Pemeriksaan atas Seorang Pedagang Cina mengenai Orang Batak yang berada di Sumatera Utara, 1 Maret 1701
Ini adalah halaman pertama dari dokumen asli. Koleksi Arsip Digital. Sumber Arsip, ANRI HR 2521, fols 113-114. |
DARI: CATATAN HARIAN KASTIL
BATAVIA, 1 MARET 1701 [MULAI FOL. 113.]
Kita telah minta keterangan dari
orang Cina yang kemarin dulu tiba dari Pantai Barat Sumatra dan sudah tinggal
untuk beberapa waktu lamanya di pegunungan Angkola, dan hari ini apa yang telah
dituturkannya itu dicatat di Sekretariat Jenderal, seperti yang dapat dibaca
dalam tulisan berikut ini.
Hasil pemeriksaan orang Cina ’t Singko, yang baru saja tiba dari Baros
lewat Padang dengan kapal jenis “chialoup” milik seorang Cina Thieko, yang
mengatakan sebagai berikut ini.
Bahwa sepuluh tahun lalu dia
menumpang kapal yang dinakhodai oleh seorang Cina bernama Khintsijko, dan
berlayar dari tempat ini ke Malaka dan dari sana ke Pande yang terletak di
sekitar Dilly; di tempat tersebut, nakhoda kapal menjual barang-barang dagangannya
kepada penduduk Melayu, dan sesudah itu berlayar pergi tanpa membawa serta
orang yang sedang ditanyai itu, yang bermaksud tetap tinggal di Pande dan
mencari nafkah di sebuah dusun kecil.

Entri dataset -
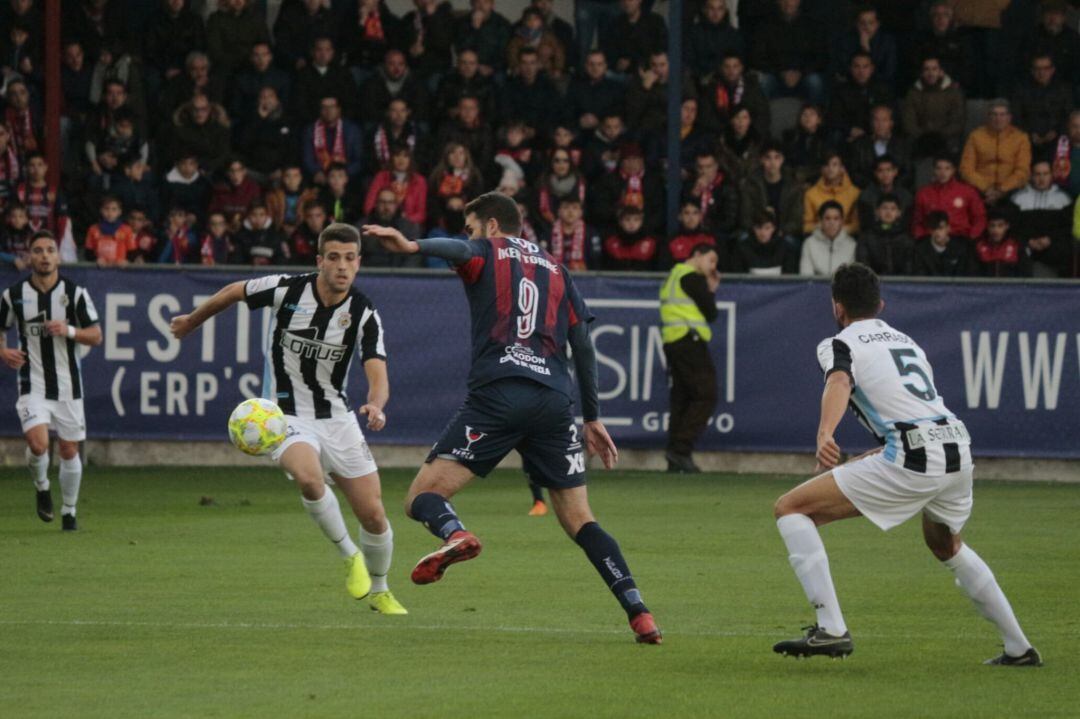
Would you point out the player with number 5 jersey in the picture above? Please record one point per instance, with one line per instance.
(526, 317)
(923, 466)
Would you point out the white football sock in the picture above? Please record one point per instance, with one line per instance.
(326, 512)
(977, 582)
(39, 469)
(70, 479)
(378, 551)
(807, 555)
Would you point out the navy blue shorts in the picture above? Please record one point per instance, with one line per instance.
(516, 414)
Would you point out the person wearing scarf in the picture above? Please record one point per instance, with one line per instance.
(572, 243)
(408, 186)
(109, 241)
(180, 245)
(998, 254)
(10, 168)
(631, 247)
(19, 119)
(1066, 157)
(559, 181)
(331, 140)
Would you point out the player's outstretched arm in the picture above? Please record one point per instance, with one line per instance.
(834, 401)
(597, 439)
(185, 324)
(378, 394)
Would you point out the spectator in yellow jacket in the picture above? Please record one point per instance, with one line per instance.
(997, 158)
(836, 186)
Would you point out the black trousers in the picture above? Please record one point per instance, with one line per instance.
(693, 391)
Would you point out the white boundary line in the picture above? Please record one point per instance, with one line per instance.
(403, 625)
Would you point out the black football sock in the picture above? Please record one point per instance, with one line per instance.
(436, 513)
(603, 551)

Petunjuk Pengerjaan -
a – Jawablah pertanyaan berikut berdasarkan teks tentang pemeriksaan pedagang Cina di atas.
(i) Pada tanggal berapa catatan harian kastil itu dibuat?
(ii) Dari mana 't Singko tiba, dan lewat kota apa?
(iii) Siapa nama nakhoda kapal yang ditumpangi 't Singko sepuluh tahun lalu?
b – Lanjutkan teks tentang pemeriksaan pedagang Cina di atas mulai dari kalimat terakhirnya.

Kunci Jawaban -
a –
(i) 1 Maret 1701.
(ii) Dari Baros, lewat Padang.
(iii) Khintsijko.

b –
Kemudian dia pergi ke Pande, di
tempat itu dia membeli sedikit garam untuk menambah beberapa mangkuk tembaga
dan kain biru yang dibawa, dan dari sana bersama beberapa kuli angkut dia pergi
melalui jalan darat ke daerah Bata yang letaknya sekitar 10 hingga 11 kali hari
perjalanan dari Baros, dan di sana dia menukarkan atau memperdagangkan
barang-barangnya dan mendapatkan kemenyan [Benzoin] dan bahan lilin, dan
kemudian dia kembali ke Pande dan di sana menjual barang-barang tersebut dan
mendapatkan garam.
Dia juga bercerita bagaimana
selama kurun waktu sepuluh tahun dia berdagang dan mencari nafkah dengan
mondar-mandir dari dan ke dua tempat itu, dan sementara itu di antara penduduk
setempat dia menjadi semakin dikenal, dan sesudah lima tahun di sana dia
menikah sesuai adat kebiasaan setempat dengan seorang wanita Bata yang telah
diberikan oleh orang tua wanita itu kepadanya dengan imbalan 50 ringgit, dan telah
mempunyai seorang anak perempuan yang kini berusia empat tahun.
Menurut orang Cina itu kendati
penduduk Pande dan Bata sudah mendapatkan banyak pengalaman dan manfaat dari
dirinya, mereka nampak seperti orang-orang liar yang hidup di pegunungan dan
hutan, tetapi sejauh menyangkut kegiatan bercocok tanam mereka melakukannya
secara teratur dan seperti lazimnya dilakukan orang. Dan mereka juga hormat dan
ramah terhadap orang asing yang jarang dijumpai di daerah mereka, khususnya
orang Eropa yang sudah beberapa tahun tidak mereka temui; mereka juga tidak
bermasyarakat dengan orang-orang Melayu yang tinggal di dataran rendah karena
mereka tidak beragama Islam.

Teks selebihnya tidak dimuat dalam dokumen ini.